───── TEXT PROVIDED
Orion Reserves Ltd. Partnership v. Salazar, 07-5281.

CourtUnited States Courts of Appeals. United States Court of Appeals (District of Columbia)
Citation553 F.3d 697
Docket NumberNo. 07-5281.,No. 07-5290.,07-5281.,07-5290.
PartiesORION RESERVES LIMITED PARTNERSHIP, Appellee/Cross-Appellant v. Ken SALAZAR, Secretary, U.S. Department of the Interior, et al., Appellants/Cross-Appellees.
Decision Date23 January 2009
553 F.3d 697
Ken SALAZAR, Secretary, U.S. Department of the Interior, et al., Appellants/Cross-Appellees.
No. 07-5281.
No. 07-5290.
United States Court of Appeals, District of Columbia Circuit.
Argued September 16, 2008.
Decided January 23, 2009.

[553 F.3d 698]

Appeals from the United States District Court for the District of Columbia (No. 04cv00791).

Robert H. Oakley, Attorney, U.S. Department of Justice, argued the cause for appellants/cross-appellees. With him on the briefs was Ellen J. Durkee, Attorney. R. Craig Lawrence, Assistant U.S. Attorney, entered an appearance.

Donald L. Morgan argued the cause and filed the briefs for appellee/cross-appellant.

Before: GINSBURG, GARLAND, and GRIFFITH, Circuit Judges.

Opinion for the Court filed by Circuit Judge GRIFFITH.

GRIFFITH, Circuit Judge:

This appeal involves a challenge by Orion Reserves Limited Partnership (Orion)

553 F.3d 699

to a decision of the Department of the Interior (Interior) invalidating 156 oil shale mining claims on federal land. The district court concluded that Interior's decision was arbitrary and capricious. We reach the opposite conclusion, which is compelled by the Supreme Court's holding in Hickel v. Oil Shale Corp., 400 U.S. 48, 91 S.Ct. 196, 27 L.Ed.2d 193 (1970), that when a party substantially fails to perform the assessment work required by federal law it loses its claim to mine oil shale.


To encourage mining in the western United States, Congress enacted the General Mining Law of 1872 (Mining Law), 30 U.S.C. §§ 22-54 (2000), declaring valuable mineral deposits in federal lands "open to exploration and purchase," id. § 22. The Mining Law provides that citizens may stake, or "locate," claims to extract minerals without prior government permission and without paying royalties to the United States. Id. § 26. Claimants may also apply for purchase of a deed, or "patent," conveying full legal title to the land on which their claims are located. Id. § 29.
──────────
───── PROVIDED MATERIAL
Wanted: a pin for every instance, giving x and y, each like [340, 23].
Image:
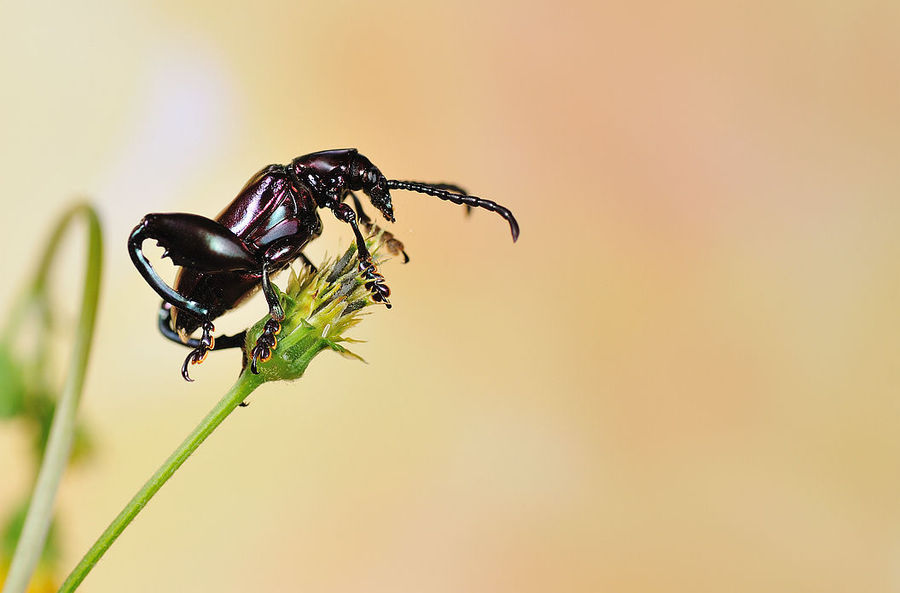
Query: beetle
[266, 227]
──────────
- PROBLEM DETAILS
Extend the court opinion on the Orion oil shale mining claims past its last sentence.

- ANSWER TO THIS EXERCISE
Even without a patent, claimants can maintain their mining rights indefinitely so long as they comply with federal, state, and local requirements. Id. §§ 26, 28. Among these obligations is a duty to perform annual assessment work. The Mining Law requires that "until a patent has been issued therefor, not less than $100 worth of labor shall be performed or improvements made during each year." Id. § 28. When a claimant fails to perform this annual assessment work, his claim is "open[ed] to relocation ... as if no location of the [mineral deposit] had ever been made." Id. In other words, if a claimant does not complete the required annual labor or improvements, he will lose his rights in the land to a competing claimant who does. If, however, a claimant who has failed to perform assessment work later resumes work before anyone else has staked a competing claim, his original claim remains intact under a statutory exception known as the "resumption provision." Id. After passage of the Mining Law, Interior promulgated regulations stating that failure to perform required annual assessment work would "subject a claim to relocation" unless the claimant "resumed work after such failure and before relocation." Nature and Extent of Mining Claims, 37 Pub. Lands Dec. 757, 759 (1909).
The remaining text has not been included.